OBJECTIF 1 >> D'après l'entretien sur l'hybridation, il y a combien de temps que Gabrielle Halpern a perçu de nombreux signaux faibles d'hybridation autour d'elle ?
OBJECTIF 2 >> Recopiez tel quel le passage de l'entretien sur l'hybridation qui va de « Sans compter qu’étant » à « parler d’hybridation ? », ces deux extraits compris.

Dernière mise à jour : 18 juil.


La philosophe Gabrielle Halpern* a accordé une interview à l'Observatoire de la compétence métier, afin de lui présenter ses travaux de recherche en philosophie sur l'hybridation.


Quelle est la genèse de vos travaux sur l’hybridation ?


Permettez-moi d’abord de définir ce que j’entends par hybridation[1]. C’est l’idée de faire des mariages improbables, c’est-à-dire de mettre ensemble des générations, des activités, des métiers, des usages, des matériaux, des personnes, des secteurs, des compétences, qui a priori n’ont pas grand-chose à voir ensemble, voire qui peuvent sembler contradictoires, mais qui, réunies, vont donner lieu à quelque chose de nouveau : un tiers-service, un tiers-lieu, un tiers-modèle organisationnel, un tiers-usage, un tiers-matériau, une tierce-économie, un tiers-métier… De nouveaux mondes, en somme !


J’ai senti il y a plus d’une quinzaine d’années de nombreux signaux faibles d’hybridation autour de moi (développement des tiers-lieux, coliving, coworking, transdisciplinarité, entrecroisements entre différents métiers, etc.) laissant penser que l’hybridation allait peut-être devenir la grande tendance du monde qui vient. C’est un magnifique sujet de recherche[2] en philosophie !


Sans compter qu’étant hybride de naissance, d’éducation, de formation (études en philosophie, en théologie, en théorie des organisations et en sciences cognitives) et d’expériences professionnelles (laboratoire de recherche, cabinets ministériels, incubateur de startups, etc.), je connais ce sujet intimement…


Pourquoi avoir choisi la figure du centaure pour parler d’hybridation ?


Mi-humain, mi-cheval, le centaure est une figure hybride par excellence. Dans la mythologie grecque, ce personnage est presque toujours représenté comme un être monstrueux, agressif, qui suscite la peur. Fruit d’un mariage interdit, il porte une forme de transgression ; il n’entre dans aucune case, n’étant ni vraiment humain, ni vraiment cheval, et n’a pas d’identité tout en en ayant trop. Il porte une forme d’imprévisibilité, puisque personne ne peut lui coller une étiquette ! Le centaure symbolise tout notre rapport difficile à l’hybride.


Ainsi en est-il de tous ceux qui n’entrent pas dans les cases, qui ont plusieurs vies, plusieurs formations, plusieurs métiers, plusieurs parcours, plusieurs cultures, plusieurs origines, statuts et identités, et qui sont si souvent incompris, voire rejetés, alors qu’ayant un pied dans plusieurs mondes, ils détiennent les clefs permettant de les faire dialoguer.


Vous vous prononcez pour une société hybride fonctionnant sur le principe d’altérité (fidélité au futur) et non sur le principe d’identité (fidélité au passé), non pas par analogie mais par association d’idées… Sur quels autres principes repose cette société ?

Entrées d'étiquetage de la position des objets
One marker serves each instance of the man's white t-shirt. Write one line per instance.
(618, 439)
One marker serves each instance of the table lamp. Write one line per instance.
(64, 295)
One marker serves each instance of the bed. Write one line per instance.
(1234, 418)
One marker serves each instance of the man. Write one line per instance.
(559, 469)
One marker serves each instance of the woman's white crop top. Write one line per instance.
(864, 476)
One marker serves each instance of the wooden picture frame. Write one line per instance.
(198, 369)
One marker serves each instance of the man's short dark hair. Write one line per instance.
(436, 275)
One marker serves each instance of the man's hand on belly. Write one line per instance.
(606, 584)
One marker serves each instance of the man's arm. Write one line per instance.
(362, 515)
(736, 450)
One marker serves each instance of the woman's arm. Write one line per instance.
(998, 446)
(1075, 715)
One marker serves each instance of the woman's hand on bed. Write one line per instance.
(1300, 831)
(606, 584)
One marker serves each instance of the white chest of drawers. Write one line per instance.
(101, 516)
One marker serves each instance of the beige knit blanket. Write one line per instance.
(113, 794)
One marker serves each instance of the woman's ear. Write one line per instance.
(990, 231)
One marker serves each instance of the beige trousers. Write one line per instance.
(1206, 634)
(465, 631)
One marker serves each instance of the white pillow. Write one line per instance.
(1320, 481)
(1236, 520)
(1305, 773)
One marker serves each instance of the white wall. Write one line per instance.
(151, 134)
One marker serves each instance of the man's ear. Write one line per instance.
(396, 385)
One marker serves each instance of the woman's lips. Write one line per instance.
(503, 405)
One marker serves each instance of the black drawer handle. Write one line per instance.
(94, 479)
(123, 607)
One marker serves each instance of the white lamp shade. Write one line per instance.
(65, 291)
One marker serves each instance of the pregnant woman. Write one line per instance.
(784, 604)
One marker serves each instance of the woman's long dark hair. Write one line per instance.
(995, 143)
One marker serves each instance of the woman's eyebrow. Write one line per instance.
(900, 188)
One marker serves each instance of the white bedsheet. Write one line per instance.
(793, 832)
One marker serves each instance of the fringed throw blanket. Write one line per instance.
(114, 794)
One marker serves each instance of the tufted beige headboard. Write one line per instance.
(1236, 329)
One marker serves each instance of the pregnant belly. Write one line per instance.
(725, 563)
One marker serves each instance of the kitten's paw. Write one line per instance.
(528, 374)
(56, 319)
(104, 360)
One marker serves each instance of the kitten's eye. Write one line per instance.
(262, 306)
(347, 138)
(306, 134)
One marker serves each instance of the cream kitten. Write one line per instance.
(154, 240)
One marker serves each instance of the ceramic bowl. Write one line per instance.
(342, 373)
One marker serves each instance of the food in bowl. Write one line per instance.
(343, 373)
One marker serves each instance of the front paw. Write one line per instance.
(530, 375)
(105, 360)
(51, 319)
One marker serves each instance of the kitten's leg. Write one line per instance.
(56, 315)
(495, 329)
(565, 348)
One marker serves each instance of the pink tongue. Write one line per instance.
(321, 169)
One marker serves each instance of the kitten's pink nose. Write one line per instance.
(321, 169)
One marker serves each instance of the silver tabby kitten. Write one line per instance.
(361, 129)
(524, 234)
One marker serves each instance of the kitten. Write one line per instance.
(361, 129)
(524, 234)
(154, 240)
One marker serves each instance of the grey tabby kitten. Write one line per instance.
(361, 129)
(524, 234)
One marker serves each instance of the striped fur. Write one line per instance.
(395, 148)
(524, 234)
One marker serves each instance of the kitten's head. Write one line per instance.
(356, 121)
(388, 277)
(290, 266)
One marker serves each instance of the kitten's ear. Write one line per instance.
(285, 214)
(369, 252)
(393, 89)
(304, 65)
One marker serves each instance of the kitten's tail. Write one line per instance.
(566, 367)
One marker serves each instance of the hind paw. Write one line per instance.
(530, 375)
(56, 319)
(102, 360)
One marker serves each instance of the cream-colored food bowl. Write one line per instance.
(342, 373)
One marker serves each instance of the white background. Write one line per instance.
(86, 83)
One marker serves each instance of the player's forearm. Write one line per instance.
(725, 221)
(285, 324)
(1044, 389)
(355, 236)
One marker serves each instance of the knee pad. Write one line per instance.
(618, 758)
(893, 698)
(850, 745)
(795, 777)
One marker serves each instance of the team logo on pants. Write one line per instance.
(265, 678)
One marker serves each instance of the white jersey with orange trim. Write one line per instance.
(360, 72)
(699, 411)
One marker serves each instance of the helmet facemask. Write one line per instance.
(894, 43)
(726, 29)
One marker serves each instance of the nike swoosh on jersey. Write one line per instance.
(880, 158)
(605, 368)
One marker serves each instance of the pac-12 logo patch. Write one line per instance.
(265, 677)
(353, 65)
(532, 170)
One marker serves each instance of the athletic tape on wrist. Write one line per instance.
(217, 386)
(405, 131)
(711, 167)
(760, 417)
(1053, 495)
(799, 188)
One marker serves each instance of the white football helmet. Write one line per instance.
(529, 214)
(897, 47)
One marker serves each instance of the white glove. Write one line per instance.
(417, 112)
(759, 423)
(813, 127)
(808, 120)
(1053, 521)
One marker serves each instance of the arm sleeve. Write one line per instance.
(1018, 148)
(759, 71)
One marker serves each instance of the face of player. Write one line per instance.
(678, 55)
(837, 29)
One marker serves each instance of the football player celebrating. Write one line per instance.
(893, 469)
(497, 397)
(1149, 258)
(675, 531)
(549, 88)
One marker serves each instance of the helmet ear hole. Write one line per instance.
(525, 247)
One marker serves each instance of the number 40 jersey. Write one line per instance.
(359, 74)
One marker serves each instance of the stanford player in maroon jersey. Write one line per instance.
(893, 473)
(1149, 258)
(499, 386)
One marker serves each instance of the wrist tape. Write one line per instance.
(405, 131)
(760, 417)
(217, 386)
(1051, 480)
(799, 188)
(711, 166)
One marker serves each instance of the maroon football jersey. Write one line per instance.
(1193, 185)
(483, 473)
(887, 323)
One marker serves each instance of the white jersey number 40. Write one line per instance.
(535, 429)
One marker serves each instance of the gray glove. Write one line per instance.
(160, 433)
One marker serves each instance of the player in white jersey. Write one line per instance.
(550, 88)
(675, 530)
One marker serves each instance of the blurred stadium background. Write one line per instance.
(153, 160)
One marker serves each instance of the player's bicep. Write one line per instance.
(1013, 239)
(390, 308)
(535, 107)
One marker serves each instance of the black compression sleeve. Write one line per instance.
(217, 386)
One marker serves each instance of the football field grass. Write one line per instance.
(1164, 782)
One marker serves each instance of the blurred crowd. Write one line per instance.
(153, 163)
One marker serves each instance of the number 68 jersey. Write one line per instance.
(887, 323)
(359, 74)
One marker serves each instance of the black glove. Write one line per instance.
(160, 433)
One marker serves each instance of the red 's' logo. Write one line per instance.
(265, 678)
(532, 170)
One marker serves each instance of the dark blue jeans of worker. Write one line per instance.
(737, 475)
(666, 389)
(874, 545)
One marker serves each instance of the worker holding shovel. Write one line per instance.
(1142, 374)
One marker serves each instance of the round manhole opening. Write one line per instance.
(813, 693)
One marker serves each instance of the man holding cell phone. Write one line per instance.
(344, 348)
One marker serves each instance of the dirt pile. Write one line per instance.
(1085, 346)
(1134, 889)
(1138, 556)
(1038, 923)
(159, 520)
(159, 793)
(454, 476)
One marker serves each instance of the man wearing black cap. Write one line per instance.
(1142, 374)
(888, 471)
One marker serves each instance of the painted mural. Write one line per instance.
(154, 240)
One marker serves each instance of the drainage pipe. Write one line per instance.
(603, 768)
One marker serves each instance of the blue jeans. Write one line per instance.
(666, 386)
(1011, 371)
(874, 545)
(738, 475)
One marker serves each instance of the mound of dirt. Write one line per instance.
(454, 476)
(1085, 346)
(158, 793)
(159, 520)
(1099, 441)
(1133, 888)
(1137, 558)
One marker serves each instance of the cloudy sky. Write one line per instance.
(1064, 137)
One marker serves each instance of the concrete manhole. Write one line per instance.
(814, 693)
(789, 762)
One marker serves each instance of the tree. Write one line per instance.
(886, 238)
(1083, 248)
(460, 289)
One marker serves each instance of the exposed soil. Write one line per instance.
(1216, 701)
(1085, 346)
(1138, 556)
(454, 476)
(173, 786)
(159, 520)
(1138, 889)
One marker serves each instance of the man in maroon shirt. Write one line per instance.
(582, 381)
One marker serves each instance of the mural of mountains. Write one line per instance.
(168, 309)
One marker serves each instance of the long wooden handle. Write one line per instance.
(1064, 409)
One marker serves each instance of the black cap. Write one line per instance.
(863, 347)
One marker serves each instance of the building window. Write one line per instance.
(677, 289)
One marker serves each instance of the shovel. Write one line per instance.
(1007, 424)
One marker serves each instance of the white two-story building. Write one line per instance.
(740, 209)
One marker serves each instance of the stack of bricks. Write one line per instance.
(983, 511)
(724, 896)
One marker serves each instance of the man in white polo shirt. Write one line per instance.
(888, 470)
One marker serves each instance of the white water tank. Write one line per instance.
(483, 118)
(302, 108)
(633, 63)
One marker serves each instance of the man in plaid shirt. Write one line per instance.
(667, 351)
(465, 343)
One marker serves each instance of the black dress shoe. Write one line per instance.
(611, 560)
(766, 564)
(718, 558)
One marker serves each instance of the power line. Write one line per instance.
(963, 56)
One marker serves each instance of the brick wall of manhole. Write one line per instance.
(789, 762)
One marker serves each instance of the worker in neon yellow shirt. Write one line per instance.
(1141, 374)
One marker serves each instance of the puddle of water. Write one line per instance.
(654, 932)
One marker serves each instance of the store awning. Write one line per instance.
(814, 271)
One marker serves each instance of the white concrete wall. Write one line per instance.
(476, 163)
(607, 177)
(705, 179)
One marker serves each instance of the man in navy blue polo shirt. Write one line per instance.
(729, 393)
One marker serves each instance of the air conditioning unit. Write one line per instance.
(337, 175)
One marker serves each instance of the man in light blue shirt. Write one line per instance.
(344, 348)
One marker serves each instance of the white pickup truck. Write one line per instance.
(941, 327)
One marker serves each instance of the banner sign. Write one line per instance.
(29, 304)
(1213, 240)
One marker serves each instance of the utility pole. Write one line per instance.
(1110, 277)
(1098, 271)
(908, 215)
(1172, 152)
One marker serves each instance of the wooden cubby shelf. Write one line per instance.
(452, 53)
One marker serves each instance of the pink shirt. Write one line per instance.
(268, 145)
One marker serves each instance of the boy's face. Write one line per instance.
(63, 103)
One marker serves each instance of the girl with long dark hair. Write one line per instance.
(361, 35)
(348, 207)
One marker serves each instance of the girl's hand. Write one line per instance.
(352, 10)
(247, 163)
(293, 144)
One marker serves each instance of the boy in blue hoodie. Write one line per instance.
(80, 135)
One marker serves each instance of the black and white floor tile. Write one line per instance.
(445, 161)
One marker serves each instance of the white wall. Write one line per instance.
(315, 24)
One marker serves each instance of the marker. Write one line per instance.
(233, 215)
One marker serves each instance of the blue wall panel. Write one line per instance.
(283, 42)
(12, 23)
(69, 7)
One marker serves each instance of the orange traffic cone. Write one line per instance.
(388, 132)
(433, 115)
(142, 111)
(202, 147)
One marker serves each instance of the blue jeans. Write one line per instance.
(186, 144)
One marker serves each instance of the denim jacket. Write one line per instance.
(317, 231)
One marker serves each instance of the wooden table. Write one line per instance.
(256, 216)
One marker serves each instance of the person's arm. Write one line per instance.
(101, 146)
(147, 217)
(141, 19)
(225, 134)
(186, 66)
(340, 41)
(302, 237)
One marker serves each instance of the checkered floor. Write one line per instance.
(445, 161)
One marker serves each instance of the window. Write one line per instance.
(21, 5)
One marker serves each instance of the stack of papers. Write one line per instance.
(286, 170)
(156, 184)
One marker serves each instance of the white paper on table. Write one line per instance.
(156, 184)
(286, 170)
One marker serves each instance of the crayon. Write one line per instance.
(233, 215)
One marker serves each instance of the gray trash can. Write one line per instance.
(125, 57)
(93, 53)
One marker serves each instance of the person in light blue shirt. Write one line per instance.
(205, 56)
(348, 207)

RÉSULTAT DE L'EXERCICE 1 >> Il y a plus d'une quinzaine d'années.

RÉSULTAT DE L'EXERCICE 2 >>
Sans compter qu’étant hybride de naissance, d’éducation, de formation (études en philosophie, en théologie, en théorie des organisations et en sciences cognitives) et d’expériences professionnelles (laboratoire de recherche, cabinets ministériels, incubateur de startups, etc.), je connais ce sujet intimement…


Pourquoi avoir choisi la figure du centaure pour parler d’hybridation ?